Requirement> Please write the next part of the VLM2Vec issue thread below, which discusses which layer's output is used for contrastive training, continuing after its last comment. Continue only the thread, not the material that follows it.

TIGER-AI-Lab / VLM2Vec

This repo contains the code and data for "VLM2Vec: Training Vision-Language Models for Massive Multimodal Embedding Tasks"
https://tiger-ai-lab.github.io/VLM2Vec/
Apache License 2.0
80 stars 1 forks source link

Which Layer's Output are used for Contrastive Training #4

Closed VincentVanNF closed 2 weeks ago

VincentVanNF commented 2 weeks ago

Hello,as mentioned in Readme.md, "The basic idea is to add an [EOS] token in the end of the sequence". And in paper it takes the last layer vector representation of the last token. I'm confused that which layer's output is used? Last layer of encoder of LLM or the last layer of whole LLM which means last layer of decoder? In the figure,it seems like it takes the decoder's last layer of the LLM to get the [EOS] token vector. Thanks for your answer~

wenhuchen commented 2 weeks ago

Sorry for the confusion. The readme is outdated. It should be the representation of the last token instead of EOS. It's using the last layer of the decoder. Phi-3 is a decoder only model, so there is no encoder at all.

VincentVanNF commented 2 weeks ago

Sorry for the confusion. The readme is outdated. It should be the representation of the last token instead of EOS. It's using the last layer of the decoder. Phi-3 is a decoder only model, so there is no encoder at all.

Thank you very much for your answer. I have another question: have you conducted comparative experiments on using large language models directly for SFT fine-tuning versus using embeddings specifically for different downstream tasks, especially classification tasks? If so, what were the results?

wenhuchen commented 2 weeks ago

Hi there, LLM cannot do the retrieval tasks. Yes, the classification tasks are doable, but accuracy is relatively lower than embedding model.

Records shown>
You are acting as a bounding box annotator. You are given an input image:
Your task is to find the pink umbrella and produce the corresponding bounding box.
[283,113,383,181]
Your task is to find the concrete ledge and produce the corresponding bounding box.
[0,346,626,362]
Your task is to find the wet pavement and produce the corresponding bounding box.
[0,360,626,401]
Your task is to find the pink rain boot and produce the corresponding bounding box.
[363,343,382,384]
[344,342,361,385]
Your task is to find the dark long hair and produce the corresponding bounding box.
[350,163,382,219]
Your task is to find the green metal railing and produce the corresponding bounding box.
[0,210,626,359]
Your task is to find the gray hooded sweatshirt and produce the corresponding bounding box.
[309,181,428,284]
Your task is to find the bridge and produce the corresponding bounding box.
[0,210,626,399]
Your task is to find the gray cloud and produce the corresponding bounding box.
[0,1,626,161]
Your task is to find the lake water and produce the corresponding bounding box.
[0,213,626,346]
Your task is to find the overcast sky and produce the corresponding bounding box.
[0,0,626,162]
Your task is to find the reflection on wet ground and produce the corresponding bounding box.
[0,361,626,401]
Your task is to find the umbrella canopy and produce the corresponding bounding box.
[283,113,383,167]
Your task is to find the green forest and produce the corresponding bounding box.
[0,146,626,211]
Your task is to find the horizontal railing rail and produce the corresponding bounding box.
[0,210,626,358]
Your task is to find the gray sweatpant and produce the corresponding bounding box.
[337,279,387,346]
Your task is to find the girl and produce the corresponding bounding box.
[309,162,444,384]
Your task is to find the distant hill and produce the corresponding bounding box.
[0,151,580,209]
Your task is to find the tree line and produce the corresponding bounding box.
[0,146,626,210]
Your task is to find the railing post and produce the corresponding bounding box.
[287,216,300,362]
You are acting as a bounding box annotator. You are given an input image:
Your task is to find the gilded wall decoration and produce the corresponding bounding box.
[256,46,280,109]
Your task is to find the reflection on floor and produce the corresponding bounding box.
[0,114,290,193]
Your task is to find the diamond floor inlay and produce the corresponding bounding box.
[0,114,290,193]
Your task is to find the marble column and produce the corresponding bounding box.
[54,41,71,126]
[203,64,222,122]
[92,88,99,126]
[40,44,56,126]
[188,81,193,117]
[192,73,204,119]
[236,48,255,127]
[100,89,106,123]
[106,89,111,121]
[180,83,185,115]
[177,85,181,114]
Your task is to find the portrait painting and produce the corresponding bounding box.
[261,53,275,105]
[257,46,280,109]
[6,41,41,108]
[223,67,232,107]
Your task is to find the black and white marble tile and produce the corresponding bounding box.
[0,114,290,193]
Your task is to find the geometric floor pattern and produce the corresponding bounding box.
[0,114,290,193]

Reply>
VincentVanNF commented 2 weeks ago

accuracy is relatively lower than embedding model.

Sorry for the misunderstanding. Assuming that we focus only on classification tasks, the final conclusion is: "The accuracy of LLM in direct generative classification is relatively lower than that of the embedding model(VLM2Vec)." Has this conclusion been validated by the VLM2Vec framework? I am currently exploring the classification capabilities of LLM fine-tuning in a specific scenario. If the above conclusion has been validated, I think I should shift my approach to using VLM2Vec rather than the generative method.

wenhuchen commented 2 weeks ago

Our experience is that if the classification label space is huge (like > 100 labels), VLM2Vec is much better than LLMs. We believe the dot-product is still the way to go in classification.

VincentVanNF commented 2 weeks ago

Okay, I have a general understanding of the specific situation. I will verify this in my task. Thank you very much for your interpretation and response. Your reply has been very helpful to me.